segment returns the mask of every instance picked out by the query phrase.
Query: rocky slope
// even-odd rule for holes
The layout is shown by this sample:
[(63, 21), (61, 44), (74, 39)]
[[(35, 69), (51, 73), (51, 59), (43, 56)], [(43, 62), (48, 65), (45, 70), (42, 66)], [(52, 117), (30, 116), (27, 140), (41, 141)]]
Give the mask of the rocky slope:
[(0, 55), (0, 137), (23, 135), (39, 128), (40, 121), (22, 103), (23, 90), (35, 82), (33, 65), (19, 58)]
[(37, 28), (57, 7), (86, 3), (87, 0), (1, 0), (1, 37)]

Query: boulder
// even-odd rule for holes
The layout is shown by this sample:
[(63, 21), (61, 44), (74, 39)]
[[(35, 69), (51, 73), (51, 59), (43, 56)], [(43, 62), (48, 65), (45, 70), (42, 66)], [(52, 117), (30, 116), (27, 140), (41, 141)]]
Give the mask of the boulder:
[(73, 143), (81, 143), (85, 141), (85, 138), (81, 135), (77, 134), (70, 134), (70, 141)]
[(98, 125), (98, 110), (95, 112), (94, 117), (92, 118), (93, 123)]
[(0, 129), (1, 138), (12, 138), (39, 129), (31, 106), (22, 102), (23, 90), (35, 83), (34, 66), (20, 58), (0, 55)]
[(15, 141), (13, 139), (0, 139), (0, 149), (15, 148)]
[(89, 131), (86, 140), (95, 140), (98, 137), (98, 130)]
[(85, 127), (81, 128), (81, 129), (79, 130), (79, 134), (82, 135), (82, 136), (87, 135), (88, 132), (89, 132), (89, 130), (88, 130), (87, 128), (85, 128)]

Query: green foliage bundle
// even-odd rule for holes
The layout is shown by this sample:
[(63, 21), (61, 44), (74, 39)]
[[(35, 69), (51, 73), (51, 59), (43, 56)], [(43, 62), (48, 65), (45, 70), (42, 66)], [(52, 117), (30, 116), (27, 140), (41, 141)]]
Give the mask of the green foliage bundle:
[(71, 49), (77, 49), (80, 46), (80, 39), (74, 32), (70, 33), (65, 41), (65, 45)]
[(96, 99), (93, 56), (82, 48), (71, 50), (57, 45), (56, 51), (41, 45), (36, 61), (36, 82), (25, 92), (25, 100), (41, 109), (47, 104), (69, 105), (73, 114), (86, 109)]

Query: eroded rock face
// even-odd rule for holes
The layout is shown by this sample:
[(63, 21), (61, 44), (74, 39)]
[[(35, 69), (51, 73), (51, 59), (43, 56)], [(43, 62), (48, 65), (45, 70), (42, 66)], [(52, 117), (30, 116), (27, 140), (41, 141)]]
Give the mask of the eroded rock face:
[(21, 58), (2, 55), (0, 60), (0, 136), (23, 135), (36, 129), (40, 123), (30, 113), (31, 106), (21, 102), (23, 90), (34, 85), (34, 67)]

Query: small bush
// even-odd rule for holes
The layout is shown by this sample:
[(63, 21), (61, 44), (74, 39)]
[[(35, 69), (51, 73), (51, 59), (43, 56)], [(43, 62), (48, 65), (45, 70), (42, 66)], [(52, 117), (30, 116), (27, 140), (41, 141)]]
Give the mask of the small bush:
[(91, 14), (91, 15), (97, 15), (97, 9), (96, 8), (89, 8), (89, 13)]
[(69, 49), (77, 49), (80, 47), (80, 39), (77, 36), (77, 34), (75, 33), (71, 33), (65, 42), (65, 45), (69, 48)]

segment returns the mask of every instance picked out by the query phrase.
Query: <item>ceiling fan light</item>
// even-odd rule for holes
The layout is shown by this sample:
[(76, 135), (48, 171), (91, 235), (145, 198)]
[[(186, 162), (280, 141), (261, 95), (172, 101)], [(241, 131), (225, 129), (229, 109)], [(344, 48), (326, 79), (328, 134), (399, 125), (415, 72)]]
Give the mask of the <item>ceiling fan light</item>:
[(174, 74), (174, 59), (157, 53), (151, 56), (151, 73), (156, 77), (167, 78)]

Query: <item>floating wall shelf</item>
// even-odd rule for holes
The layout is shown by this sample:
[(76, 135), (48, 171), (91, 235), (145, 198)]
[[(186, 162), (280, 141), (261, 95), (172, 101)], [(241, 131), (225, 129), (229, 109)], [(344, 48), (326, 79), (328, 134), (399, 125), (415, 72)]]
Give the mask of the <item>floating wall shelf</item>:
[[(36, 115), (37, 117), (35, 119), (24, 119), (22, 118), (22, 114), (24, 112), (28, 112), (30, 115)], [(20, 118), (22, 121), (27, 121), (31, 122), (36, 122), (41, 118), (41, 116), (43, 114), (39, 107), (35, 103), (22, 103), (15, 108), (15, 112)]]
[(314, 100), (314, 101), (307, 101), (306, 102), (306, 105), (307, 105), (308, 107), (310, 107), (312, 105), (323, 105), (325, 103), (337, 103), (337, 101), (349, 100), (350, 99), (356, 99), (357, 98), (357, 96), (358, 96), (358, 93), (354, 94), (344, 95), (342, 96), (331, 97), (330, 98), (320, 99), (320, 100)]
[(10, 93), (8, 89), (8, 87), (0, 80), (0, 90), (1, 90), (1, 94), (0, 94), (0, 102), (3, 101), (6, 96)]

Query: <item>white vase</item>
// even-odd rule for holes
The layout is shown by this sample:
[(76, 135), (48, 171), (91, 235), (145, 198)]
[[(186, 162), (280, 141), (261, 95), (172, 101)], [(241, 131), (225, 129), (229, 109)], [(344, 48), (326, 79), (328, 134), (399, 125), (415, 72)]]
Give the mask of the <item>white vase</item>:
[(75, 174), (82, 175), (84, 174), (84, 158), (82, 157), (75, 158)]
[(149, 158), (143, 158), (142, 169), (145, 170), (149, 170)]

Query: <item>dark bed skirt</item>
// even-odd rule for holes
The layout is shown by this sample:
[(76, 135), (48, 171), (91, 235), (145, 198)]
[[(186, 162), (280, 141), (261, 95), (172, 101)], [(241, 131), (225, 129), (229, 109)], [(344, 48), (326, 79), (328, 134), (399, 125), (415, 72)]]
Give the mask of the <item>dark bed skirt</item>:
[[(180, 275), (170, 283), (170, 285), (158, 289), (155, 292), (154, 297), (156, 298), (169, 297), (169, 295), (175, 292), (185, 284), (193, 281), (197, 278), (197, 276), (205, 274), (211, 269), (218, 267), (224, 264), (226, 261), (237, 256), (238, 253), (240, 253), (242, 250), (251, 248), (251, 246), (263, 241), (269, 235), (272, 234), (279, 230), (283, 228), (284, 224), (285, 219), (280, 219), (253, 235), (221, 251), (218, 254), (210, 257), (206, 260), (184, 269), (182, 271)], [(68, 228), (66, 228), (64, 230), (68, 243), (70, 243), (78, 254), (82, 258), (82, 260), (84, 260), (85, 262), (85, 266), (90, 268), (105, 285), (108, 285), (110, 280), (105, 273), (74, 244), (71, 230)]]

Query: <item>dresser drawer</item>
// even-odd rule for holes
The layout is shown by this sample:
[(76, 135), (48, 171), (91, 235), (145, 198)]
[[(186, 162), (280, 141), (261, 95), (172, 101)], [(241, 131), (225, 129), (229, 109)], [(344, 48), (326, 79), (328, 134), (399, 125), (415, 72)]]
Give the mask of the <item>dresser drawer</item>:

○ ○ ○ ○

GIVEN REQUEST: Reproduce all of the items above, switching every instance of "layout" to "format" and leaving everything else unchanged.

ANSWER:
segment returns the mask of every instance picked out by the query phrase.
Query: rocky slope
// even-odd rule for holes
The format is shown by this sample:
[(63, 21), (61, 44), (74, 39)]
[[(35, 69), (51, 73), (51, 59), (43, 56)], [(43, 62), (48, 65), (45, 70), (42, 66)], [(52, 117), (30, 116), (27, 140), (41, 141)]]
Give the mask of the rocky slope:
[(0, 55), (0, 137), (23, 135), (39, 128), (40, 121), (22, 103), (23, 90), (35, 82), (33, 65), (19, 58)]
[(37, 28), (57, 7), (86, 3), (87, 0), (1, 0), (1, 37)]

Query: boulder
// even-odd rule for holes
The format is shown by this sample:
[(63, 21), (61, 44), (74, 39)]
[[(35, 69), (51, 73), (51, 59), (43, 56)], [(43, 62), (48, 65), (45, 70), (42, 66)], [(52, 117), (30, 116), (27, 140), (41, 141)]]
Give the mask of the boulder:
[(73, 143), (81, 143), (85, 141), (85, 138), (81, 135), (77, 134), (70, 134), (70, 141)]
[(98, 125), (98, 110), (95, 112), (94, 117), (92, 118), (93, 123)]
[(0, 129), (1, 138), (12, 138), (39, 129), (31, 106), (22, 102), (23, 90), (35, 83), (34, 66), (20, 58), (0, 55)]
[(15, 141), (13, 139), (0, 139), (0, 149), (15, 148)]
[(89, 131), (86, 140), (95, 140), (98, 137), (98, 130)]
[(85, 127), (81, 128), (81, 129), (79, 130), (79, 134), (82, 135), (82, 136), (87, 135), (88, 132), (89, 132), (89, 130), (88, 130), (87, 128), (85, 128)]

Query: green foliage bundle
// even-odd rule for holes
The format is shown by this sample:
[(63, 21), (61, 44), (74, 39)]
[[(35, 69), (51, 73), (51, 59), (43, 56)], [(43, 62), (48, 65), (45, 70), (42, 66)], [(52, 117), (30, 116), (27, 140), (41, 141)]]
Give the mask of the green foliage bundle:
[(71, 49), (77, 49), (80, 46), (80, 39), (74, 32), (70, 33), (65, 41), (65, 45)]
[(96, 99), (93, 56), (82, 48), (71, 50), (57, 45), (56, 51), (41, 45), (36, 61), (36, 82), (25, 92), (25, 100), (41, 109), (47, 104), (69, 105), (73, 114), (86, 109)]

Query: eroded rock face
// even-odd rule for holes
The format is shown by this sample:
[(63, 21), (61, 44), (74, 39)]
[[(35, 69), (51, 73), (51, 59), (43, 56)], [(43, 62), (48, 65), (45, 70), (42, 66)], [(52, 117), (30, 116), (27, 140), (41, 141)]]
Give the mask of the eroded rock face:
[(21, 58), (2, 55), (0, 60), (0, 136), (23, 135), (36, 129), (40, 123), (30, 113), (31, 106), (21, 102), (23, 90), (34, 85), (34, 67)]

Query: small bush
// even-odd rule for holes
The format is shown by this sample:
[(63, 21), (61, 44), (74, 39)]
[[(35, 69), (51, 73), (51, 59), (43, 56)], [(43, 62), (48, 65), (45, 70), (42, 66)], [(52, 117), (30, 116), (27, 140), (41, 141)]]
Give the mask of the small bush:
[(91, 14), (91, 15), (97, 15), (97, 9), (96, 8), (89, 8), (89, 13)]
[(69, 49), (77, 49), (80, 47), (80, 39), (77, 36), (77, 34), (75, 33), (71, 33), (65, 42), (65, 45), (69, 48)]

segment returns the mask of every instance picked out by the query phrase.
Query: <item>ceiling fan light</item>
// even-odd rule for holes
The format is shown by this sample:
[(76, 135), (48, 171), (91, 235), (145, 198)]
[[(186, 162), (280, 141), (261, 95), (172, 101)], [(241, 131), (225, 129), (229, 109)], [(344, 48), (326, 79), (328, 134), (399, 125), (415, 72)]]
Give the mask of the <item>ceiling fan light</item>:
[(174, 74), (174, 59), (157, 53), (151, 56), (151, 73), (156, 77), (167, 78)]

Query: <item>floating wall shelf</item>
// even-odd rule for holes
The format is shown by this sample:
[(76, 135), (48, 171), (91, 235), (145, 198)]
[[(186, 162), (280, 141), (261, 95), (172, 101)], [(241, 131), (225, 129), (229, 109)], [(344, 48), (326, 79), (328, 134), (399, 125), (415, 72)]]
Give the mask of the <item>floating wall shelf</item>:
[[(36, 115), (37, 117), (35, 119), (24, 119), (22, 118), (22, 114), (24, 112), (28, 112), (30, 115)], [(20, 118), (22, 121), (27, 121), (31, 122), (36, 122), (41, 118), (41, 116), (43, 114), (39, 107), (35, 103), (22, 103), (15, 108), (15, 112)]]
[(314, 100), (314, 101), (307, 101), (306, 102), (306, 105), (307, 105), (308, 107), (310, 107), (312, 105), (323, 105), (325, 103), (337, 103), (337, 101), (349, 100), (350, 99), (356, 99), (357, 98), (357, 96), (358, 96), (358, 93), (354, 94), (344, 95), (342, 96), (331, 97), (330, 98), (320, 99), (320, 100)]
[(10, 93), (8, 89), (8, 87), (0, 80), (0, 90), (1, 90), (1, 94), (0, 94), (0, 102), (3, 101), (6, 96)]

Query: <item>white vase</item>
// even-odd rule for holes
The format is shown by this sample:
[(76, 135), (48, 171), (91, 235), (145, 198)]
[[(186, 162), (280, 141), (261, 95), (172, 101)], [(241, 131), (225, 129), (229, 109)], [(344, 48), (326, 79), (328, 134), (399, 125), (415, 72)]]
Give the mask of the <item>white vase</item>:
[(75, 174), (82, 175), (84, 174), (84, 158), (82, 157), (75, 158)]
[(149, 158), (143, 158), (142, 169), (145, 170), (149, 170)]

Query: <item>dark bed skirt</item>
// even-odd rule for holes
The format is shown by this sample:
[(76, 135), (48, 171), (91, 235), (145, 198)]
[[(186, 162), (280, 141), (261, 95), (172, 101)], [(241, 131), (225, 129), (229, 109)], [(344, 48), (326, 79), (328, 134), (399, 125), (415, 72)]]
Give the mask of the <item>dark bed skirt</item>:
[[(180, 275), (170, 283), (170, 285), (158, 289), (155, 292), (154, 297), (156, 298), (169, 297), (169, 295), (175, 292), (185, 284), (193, 281), (197, 278), (197, 276), (205, 274), (211, 269), (218, 267), (224, 264), (226, 261), (237, 256), (238, 253), (240, 253), (242, 250), (251, 248), (251, 246), (263, 241), (269, 235), (272, 234), (279, 230), (283, 228), (284, 224), (285, 219), (280, 219), (253, 235), (221, 251), (218, 254), (210, 257), (206, 260), (184, 269), (182, 271)], [(68, 228), (66, 228), (64, 230), (68, 243), (70, 243), (78, 254), (82, 258), (82, 260), (84, 260), (85, 262), (85, 266), (90, 268), (105, 285), (108, 285), (110, 280), (105, 273), (74, 244), (71, 230)]]

Query: <item>dresser drawer</item>
// even-odd rule for holes
The format is shown by this sample:
[(76, 135), (48, 171), (91, 235), (145, 198)]
[[(186, 162), (280, 141), (261, 95), (172, 101)], [(241, 131), (225, 129), (229, 109)], [(344, 48), (326, 79), (328, 134), (399, 125), (415, 72)]]
Give the mask of the <item>dresser drawer</item>:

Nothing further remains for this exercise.